A run of records
☆ ☆ ☆ ☆
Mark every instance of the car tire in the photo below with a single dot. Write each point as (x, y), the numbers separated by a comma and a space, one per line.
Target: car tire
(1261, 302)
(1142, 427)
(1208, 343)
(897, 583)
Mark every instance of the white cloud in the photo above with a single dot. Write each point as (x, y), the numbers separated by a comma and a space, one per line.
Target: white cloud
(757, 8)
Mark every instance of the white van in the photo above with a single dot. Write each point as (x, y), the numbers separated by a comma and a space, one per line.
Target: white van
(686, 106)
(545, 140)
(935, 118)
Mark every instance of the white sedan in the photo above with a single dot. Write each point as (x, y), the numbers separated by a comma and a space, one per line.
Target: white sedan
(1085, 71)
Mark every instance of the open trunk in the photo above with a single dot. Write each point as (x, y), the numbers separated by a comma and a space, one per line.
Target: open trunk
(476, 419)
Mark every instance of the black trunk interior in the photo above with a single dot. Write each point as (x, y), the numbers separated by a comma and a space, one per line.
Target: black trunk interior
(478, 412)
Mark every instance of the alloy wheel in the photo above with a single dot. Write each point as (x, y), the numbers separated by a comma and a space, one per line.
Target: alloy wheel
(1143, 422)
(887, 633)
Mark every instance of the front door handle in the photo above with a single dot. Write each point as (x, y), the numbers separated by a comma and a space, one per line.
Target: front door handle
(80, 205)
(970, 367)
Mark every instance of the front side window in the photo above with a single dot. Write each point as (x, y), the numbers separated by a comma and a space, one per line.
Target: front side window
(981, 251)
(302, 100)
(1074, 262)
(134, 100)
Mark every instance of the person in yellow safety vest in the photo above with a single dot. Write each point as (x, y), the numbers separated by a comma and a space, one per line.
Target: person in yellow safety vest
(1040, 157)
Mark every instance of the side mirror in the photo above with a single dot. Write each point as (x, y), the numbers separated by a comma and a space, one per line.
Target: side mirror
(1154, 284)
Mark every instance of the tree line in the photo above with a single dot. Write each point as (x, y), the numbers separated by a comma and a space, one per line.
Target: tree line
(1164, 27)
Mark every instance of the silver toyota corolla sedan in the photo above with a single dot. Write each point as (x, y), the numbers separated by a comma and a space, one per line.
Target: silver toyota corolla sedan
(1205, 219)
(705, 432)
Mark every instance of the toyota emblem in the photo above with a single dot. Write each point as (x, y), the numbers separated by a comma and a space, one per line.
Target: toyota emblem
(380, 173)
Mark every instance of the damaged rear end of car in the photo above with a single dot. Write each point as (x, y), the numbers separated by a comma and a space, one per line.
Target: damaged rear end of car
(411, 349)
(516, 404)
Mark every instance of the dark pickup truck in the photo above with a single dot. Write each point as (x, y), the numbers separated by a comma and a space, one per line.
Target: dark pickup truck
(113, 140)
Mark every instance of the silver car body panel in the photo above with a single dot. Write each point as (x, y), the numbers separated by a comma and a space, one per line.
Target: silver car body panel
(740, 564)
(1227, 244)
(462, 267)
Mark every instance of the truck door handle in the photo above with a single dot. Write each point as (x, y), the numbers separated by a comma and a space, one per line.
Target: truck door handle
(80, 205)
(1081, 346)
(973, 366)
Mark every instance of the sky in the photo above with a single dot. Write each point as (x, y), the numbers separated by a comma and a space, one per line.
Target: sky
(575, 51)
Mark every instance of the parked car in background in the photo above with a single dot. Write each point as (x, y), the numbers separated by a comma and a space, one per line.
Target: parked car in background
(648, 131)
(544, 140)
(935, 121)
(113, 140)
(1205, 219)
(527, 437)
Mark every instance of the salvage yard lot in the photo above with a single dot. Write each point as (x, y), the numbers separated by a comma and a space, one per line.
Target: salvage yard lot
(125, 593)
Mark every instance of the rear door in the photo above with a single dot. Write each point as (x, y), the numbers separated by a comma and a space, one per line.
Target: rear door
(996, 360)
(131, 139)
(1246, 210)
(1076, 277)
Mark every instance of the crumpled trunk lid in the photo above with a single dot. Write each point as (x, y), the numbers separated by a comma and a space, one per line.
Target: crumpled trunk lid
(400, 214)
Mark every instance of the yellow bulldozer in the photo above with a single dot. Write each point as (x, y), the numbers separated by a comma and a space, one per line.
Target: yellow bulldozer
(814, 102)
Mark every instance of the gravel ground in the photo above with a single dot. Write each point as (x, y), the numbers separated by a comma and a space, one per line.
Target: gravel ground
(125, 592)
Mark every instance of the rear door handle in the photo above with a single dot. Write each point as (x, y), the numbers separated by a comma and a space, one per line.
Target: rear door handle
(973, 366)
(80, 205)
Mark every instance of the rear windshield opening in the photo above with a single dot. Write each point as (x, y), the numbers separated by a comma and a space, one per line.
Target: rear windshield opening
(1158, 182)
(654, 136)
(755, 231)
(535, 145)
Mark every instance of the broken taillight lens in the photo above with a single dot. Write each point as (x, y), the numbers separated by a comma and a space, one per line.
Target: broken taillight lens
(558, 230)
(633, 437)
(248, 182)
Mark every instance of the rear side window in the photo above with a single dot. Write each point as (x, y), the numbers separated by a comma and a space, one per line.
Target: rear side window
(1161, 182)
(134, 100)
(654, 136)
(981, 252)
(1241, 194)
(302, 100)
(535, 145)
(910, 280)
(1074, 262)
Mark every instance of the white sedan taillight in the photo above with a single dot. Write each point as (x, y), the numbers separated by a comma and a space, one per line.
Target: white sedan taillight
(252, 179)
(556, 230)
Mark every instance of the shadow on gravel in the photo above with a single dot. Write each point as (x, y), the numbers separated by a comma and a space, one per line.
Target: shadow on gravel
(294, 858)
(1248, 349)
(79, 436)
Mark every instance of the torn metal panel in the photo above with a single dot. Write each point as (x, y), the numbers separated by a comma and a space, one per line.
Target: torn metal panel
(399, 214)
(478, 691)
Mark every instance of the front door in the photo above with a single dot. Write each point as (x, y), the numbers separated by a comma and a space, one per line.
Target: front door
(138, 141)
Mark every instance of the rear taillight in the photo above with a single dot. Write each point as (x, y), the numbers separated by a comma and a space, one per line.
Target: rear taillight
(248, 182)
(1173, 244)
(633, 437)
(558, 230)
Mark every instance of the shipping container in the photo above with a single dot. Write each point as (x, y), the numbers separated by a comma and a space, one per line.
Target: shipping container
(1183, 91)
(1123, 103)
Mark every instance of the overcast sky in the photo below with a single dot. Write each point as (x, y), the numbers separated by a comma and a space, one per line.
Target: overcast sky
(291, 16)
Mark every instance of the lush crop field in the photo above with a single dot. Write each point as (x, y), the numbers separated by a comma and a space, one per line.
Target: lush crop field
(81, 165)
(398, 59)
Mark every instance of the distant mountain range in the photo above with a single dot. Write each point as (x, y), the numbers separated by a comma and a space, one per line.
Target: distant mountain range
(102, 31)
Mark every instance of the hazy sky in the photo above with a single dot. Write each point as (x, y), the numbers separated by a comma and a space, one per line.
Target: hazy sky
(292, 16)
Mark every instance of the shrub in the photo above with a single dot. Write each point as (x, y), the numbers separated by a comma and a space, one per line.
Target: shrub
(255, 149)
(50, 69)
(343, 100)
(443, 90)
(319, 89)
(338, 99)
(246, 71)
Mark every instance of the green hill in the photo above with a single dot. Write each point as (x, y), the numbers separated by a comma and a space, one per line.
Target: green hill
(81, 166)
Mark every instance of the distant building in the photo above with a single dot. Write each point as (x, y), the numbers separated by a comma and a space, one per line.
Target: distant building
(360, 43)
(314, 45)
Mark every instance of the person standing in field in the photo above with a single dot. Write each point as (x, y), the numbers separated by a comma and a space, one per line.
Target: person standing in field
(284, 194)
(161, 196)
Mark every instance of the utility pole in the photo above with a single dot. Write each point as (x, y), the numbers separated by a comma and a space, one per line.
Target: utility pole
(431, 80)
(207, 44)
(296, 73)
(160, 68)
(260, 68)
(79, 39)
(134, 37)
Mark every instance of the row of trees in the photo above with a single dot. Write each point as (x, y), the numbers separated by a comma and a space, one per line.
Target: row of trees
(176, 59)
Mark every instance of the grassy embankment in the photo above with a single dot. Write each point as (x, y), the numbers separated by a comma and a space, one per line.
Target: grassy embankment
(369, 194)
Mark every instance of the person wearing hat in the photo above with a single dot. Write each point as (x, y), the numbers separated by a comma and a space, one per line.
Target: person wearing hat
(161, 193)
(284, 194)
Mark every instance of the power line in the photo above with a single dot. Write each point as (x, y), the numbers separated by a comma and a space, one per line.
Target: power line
☆ ☆ ☆ ☆
● **WORK TO DO**:
In the entries above, take the line containing "Mark every instance of the grassy" and each later line through the last, and repeat them exactly. Output nothing else.

● **FULL RESPONSE**:
Mark every instance of the grassy embankment in the photo above with a single dot. Write each point as (x, y), the numbers separated by a comma and a space, one per line.
Target: grassy embankment
(369, 194)
Mark every instance of the person wearing hat in the photo above with a single dot. Write each point as (x, y), the numbers separated by a comma and a space, one per line.
Target: person wearing hat
(161, 193)
(284, 194)
Mark every instance of the power line in the photo above with a single dot. Write each point as (x, y), the numbers separated by a comma and a space, one per line.
Target: power line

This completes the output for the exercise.